EXERCISE MATERIAL:

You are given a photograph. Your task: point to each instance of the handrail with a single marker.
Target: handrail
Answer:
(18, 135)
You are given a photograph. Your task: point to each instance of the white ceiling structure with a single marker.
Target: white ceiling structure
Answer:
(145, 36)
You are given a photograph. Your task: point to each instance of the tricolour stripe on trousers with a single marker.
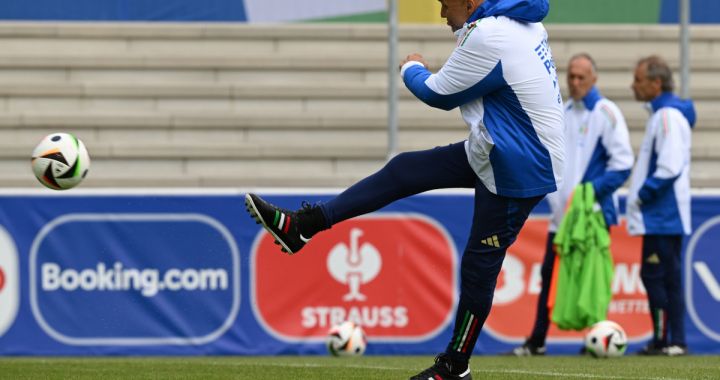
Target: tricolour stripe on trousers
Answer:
(464, 331)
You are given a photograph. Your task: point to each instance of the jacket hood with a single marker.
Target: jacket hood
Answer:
(520, 10)
(685, 106)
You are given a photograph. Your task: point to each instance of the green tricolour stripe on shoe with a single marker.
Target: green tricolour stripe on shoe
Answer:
(277, 218)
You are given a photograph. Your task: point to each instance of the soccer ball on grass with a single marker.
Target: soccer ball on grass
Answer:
(606, 339)
(60, 161)
(346, 339)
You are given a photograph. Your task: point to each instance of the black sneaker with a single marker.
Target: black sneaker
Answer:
(527, 349)
(675, 350)
(652, 350)
(443, 369)
(282, 224)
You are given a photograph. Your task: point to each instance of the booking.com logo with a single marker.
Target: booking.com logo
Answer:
(118, 278)
(134, 279)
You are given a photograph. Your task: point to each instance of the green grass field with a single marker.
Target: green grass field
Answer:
(368, 367)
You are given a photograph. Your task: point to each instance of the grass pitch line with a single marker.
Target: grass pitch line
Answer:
(474, 370)
(574, 375)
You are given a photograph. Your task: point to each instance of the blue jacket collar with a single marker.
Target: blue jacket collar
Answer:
(668, 99)
(593, 96)
(520, 10)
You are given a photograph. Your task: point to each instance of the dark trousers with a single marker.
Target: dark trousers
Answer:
(661, 273)
(496, 223)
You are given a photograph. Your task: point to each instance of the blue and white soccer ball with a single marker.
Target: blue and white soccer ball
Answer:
(346, 339)
(606, 339)
(60, 161)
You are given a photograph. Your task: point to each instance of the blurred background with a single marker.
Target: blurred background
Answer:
(190, 93)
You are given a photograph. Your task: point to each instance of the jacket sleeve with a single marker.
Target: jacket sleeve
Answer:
(671, 158)
(616, 141)
(472, 71)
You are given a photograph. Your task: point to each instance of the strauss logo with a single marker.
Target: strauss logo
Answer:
(354, 265)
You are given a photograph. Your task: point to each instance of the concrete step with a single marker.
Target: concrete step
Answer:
(616, 88)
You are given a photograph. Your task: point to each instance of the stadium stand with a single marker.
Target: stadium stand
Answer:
(166, 104)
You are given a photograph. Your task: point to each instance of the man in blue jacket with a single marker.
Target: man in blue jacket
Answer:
(598, 150)
(659, 202)
(502, 77)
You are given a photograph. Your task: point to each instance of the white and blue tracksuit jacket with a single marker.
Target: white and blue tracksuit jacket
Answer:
(597, 150)
(503, 78)
(659, 197)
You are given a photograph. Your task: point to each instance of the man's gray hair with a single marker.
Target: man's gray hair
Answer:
(588, 57)
(657, 68)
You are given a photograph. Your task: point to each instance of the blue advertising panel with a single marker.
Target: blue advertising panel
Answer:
(148, 273)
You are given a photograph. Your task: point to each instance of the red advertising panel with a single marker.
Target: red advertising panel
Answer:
(516, 295)
(394, 274)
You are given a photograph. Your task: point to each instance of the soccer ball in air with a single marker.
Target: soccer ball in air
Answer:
(60, 161)
(606, 339)
(346, 339)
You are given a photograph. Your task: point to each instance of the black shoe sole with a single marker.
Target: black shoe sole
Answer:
(255, 214)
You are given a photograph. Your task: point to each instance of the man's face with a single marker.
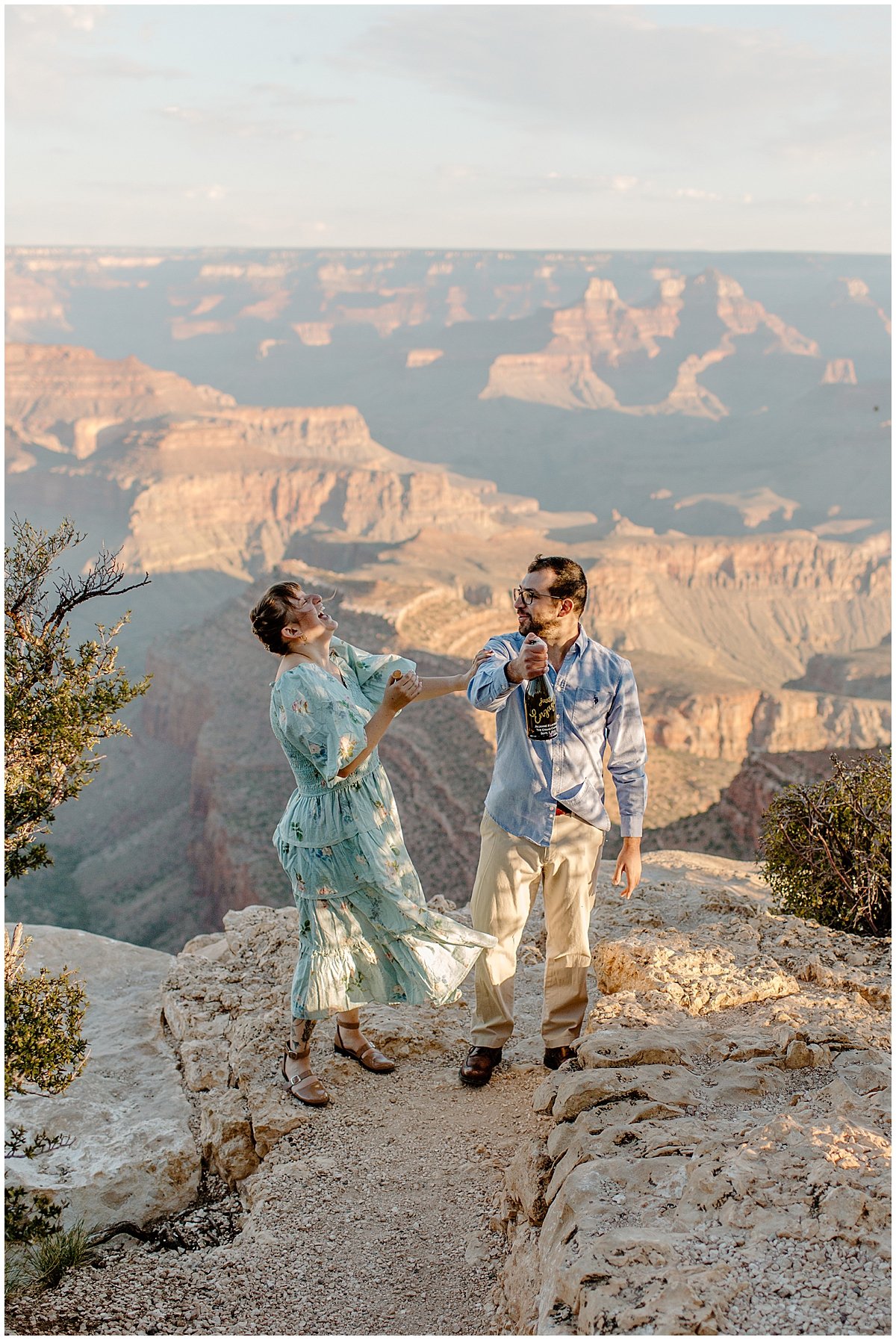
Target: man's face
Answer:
(540, 614)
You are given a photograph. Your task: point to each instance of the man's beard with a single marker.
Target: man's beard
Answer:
(543, 626)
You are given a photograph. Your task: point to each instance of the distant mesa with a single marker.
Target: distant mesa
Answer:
(422, 357)
(314, 332)
(756, 507)
(840, 371)
(187, 329)
(856, 291)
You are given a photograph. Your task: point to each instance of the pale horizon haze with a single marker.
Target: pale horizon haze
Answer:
(619, 128)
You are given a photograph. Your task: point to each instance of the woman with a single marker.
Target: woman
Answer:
(364, 931)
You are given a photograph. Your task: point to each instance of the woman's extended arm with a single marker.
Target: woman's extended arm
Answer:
(435, 686)
(399, 692)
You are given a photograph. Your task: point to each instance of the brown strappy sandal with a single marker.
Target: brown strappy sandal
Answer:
(369, 1056)
(307, 1088)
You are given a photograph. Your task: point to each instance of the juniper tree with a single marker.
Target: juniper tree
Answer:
(59, 702)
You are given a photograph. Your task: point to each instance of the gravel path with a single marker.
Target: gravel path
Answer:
(376, 1217)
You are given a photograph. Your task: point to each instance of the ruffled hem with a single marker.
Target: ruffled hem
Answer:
(422, 960)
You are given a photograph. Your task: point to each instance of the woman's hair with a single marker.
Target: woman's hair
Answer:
(273, 614)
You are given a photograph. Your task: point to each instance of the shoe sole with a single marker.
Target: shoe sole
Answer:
(474, 1082)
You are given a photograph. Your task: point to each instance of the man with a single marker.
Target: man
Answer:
(544, 815)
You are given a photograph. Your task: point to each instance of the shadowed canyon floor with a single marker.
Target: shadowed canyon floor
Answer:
(717, 1162)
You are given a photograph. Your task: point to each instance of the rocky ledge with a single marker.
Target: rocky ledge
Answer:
(717, 1161)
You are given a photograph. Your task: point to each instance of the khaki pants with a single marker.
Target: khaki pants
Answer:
(506, 882)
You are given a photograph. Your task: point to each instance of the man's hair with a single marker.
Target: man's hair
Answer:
(570, 580)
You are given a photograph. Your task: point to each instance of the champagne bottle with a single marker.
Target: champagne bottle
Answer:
(540, 707)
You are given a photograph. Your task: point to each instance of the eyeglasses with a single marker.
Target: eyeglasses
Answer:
(526, 595)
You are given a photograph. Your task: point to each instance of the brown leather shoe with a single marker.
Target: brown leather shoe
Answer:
(369, 1056)
(307, 1088)
(555, 1056)
(479, 1066)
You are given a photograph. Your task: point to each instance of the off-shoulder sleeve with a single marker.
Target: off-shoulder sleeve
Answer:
(319, 724)
(371, 669)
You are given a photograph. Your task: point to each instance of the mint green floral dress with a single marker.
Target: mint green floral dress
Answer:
(364, 931)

EXERCISE:
Print the full listing above again with exact wording and no images.

EXPECTED ANSWER:
You are given a photograph. Your task: point to each instance of the handrail with a single marker.
Target: handrail
Answer:
(18, 135)
You are given a photograph. Your task: point to each instance of the white ceiling structure with a single marker.
Target: white ceiling structure
Answer:
(145, 36)
You are given a photograph. Your task: point to each instance of the tricolour stripe on trousers with a single marker.
Target: tricolour stripe on trousers
Answer:
(464, 331)
You are given a photograph. Your task: point to each instance of the jacket hood with a single marker.
Target: jacket hood
Answer:
(520, 10)
(685, 106)
You are given a photograph. Your task: point to each instance of the green tricolour stripe on shoe with a single marker.
Target: green tricolour stripe on shoe
Answer:
(277, 218)
You are given a photograph. Your task: point to each instance of the soccer ball on grass with a single marker.
Target: soccer ball on grass
Answer:
(606, 339)
(60, 161)
(346, 339)
You are given a photograph. Your task: point to each instance of the black sneaker with a single marker.
Target: black sneaker
Answer:
(527, 349)
(675, 350)
(652, 350)
(443, 369)
(282, 224)
You are given a photograph. Your task: point to each instance of the booking.com logo with a single marker.
Target: booking.com logo
Answer:
(118, 278)
(134, 279)
You are given a photograph. Your task: point to each instance of the green grass field with a single marker.
Target: green grass field
Answer:
(368, 367)
You are given a photograph. Your task: point to each instance of the grass pitch line with a single marker.
Target: grass pitch line
Answer:
(474, 370)
(574, 375)
You are given a photograph. Your task: point to each instance of the blue jacket collar with a single marker.
Target: blue jacket collar
Answer:
(668, 99)
(593, 96)
(520, 10)
You are given a photograph. Your task: point to each instance of the dark trousers with a single marker.
Target: dark trousers
Answer:
(661, 273)
(496, 223)
You are given a photograph. Your task: point to each instance of the blue and white soccer ball with a single marker.
Target: blue and white soccer ball
Answer:
(346, 339)
(606, 339)
(60, 161)
You are given a photograph. Your task: point to each instance of the blurred background with a single marker.
Target: blurred background
Answer:
(190, 93)
You are given a photograph. Your task: point to each instance of the jacket sleeve with a single marker.
Target: jacket sleeve
Answer:
(671, 158)
(616, 141)
(472, 71)
You are given a photograph. Your task: point to each instance of the strauss logo with a single marker.
Target: strauss logo
Answer:
(354, 265)
You are given a photograph. Your task: point to each instance of the concrete step with a single marker.
Target: concrete step
Answer:
(616, 88)
You are given a photograph. Your task: point to each instance of the stadium stand with a single marker.
Target: stadium stand
Answer:
(166, 104)
You are given a photograph. Your task: point to each instance of the man in blue jacket with a single marker.
Target: man in blue jacket
Answer:
(598, 150)
(659, 202)
(502, 77)
You are given a photograph. Your task: point to each instance of the white and blue tracksuit jacket with a single marker.
Target: white and blue tracksuit jacket
Answer:
(597, 150)
(503, 78)
(659, 197)
You are given a photograph. Your task: point to each instance of the man's gray hair with a single marker.
Target: man's gray hair
Answer:
(588, 57)
(657, 68)
You are given a photograph. Your task: point to each instance of the blue advertising panel with a single marker.
Target: blue advertising panel
Answer:
(148, 273)
You are given a photograph. Your task: point to each instance of the red advertising panel with a single marker.
Target: red advertising panel
Answer:
(516, 295)
(394, 274)
You are given a photograph. Your task: point to each instance of the soccer ball in air with a single marker.
Target: soccer ball in air
Answer:
(60, 161)
(606, 339)
(346, 339)
You are given a photograph. Your task: point to each instance of the black shoe sole with a single marker.
Target: black shoe sole
Answer:
(255, 214)
You are given a photograph. Your task: point to each instance of the man's face with a single marker.
Target: man's face
Answer:
(540, 614)
You are given a photograph. Your task: point to each instance of the man's beard with a single marker.
Target: man's beard
Answer:
(543, 626)
You are given a photograph. Your task: point to each instance of the distant mesa with a single marker.
Target: distant mesa
Answer:
(422, 357)
(314, 332)
(756, 507)
(840, 371)
(187, 329)
(856, 291)
You are given a photograph. Your task: point to each instance of the pale horizon haze with a single marker.
Target: pale horizon haze
Answer:
(619, 128)
You are given a photograph. Your task: point to each instance of the woman with a single marker.
Target: woman
Answer:
(364, 931)
You are given a photograph. Your task: point to each instance of the woman's extended arm with a single marker.
Target: woman's extended arm
Answer:
(435, 686)
(399, 692)
You are given a photograph. Your task: point to each instance of the brown strappy sandal with a single marker.
Target: brown strappy sandal
Answer:
(369, 1056)
(307, 1088)
You are given a photograph. Your task: point to each instance of the juniper tree with a single marker.
Target: juniper tree
Answer:
(59, 702)
You are given a photograph. Your task: point to each instance of the gravel path with a single marker.
Target: gravel path
Answer:
(376, 1217)
You are given a photograph. Your task: point to each instance of the ruffled hem with a single marker.
Target: ruffled hem
Answer:
(422, 960)
You are given a photograph. Your task: point to each instance of the woman's hair with a single marker.
Target: woman's hair
Answer:
(273, 614)
You are given a photograph. Your task: point to each instance of the shoe sole with a single marker.
Target: shoe sole
Answer:
(474, 1082)
You are given a photograph. Your task: point to each instance of the man with a single marker.
Target: man
Answer:
(544, 815)
You are given a photograph. Your task: point to each instance of the shadowed canyon floor with a single marker.
Target: shadowed canyon floor
Answer:
(717, 1162)
You are given a photograph. Your task: point to each instance of the rocky ledge with a single marker.
Target: rocky ledge
Answer:
(717, 1161)
You are given a photograph. Your task: point to each instance of the khaki pants with a single marker.
Target: khaki pants
Answer:
(506, 882)
You are given a photograph. Your task: point to each instance of the man's hair with a single marker.
Target: man's hair
Answer:
(570, 580)
You are given a photograph. Your task: point to each instance of the champagne bottle with a single marker.
Target: champagne bottle
Answer:
(540, 707)
You are given a photograph. Your task: point to each instance of the eyeglasses with a single marker.
Target: eyeglasses
Answer:
(526, 595)
You are given a photograph. Your task: point to each instance of the brown leather shoe with a single marker.
Target: brown leather shoe
Answer:
(369, 1056)
(307, 1088)
(555, 1056)
(479, 1066)
You are given a photograph. Your task: point to each instance of the off-shoulder sleeve with a single marker.
Target: off-shoulder sleeve
Answer:
(319, 724)
(371, 669)
You are given a photograph. Your task: point to each instance of the mint green floral dress with a single marker.
Target: mint green floral dress
Answer:
(364, 931)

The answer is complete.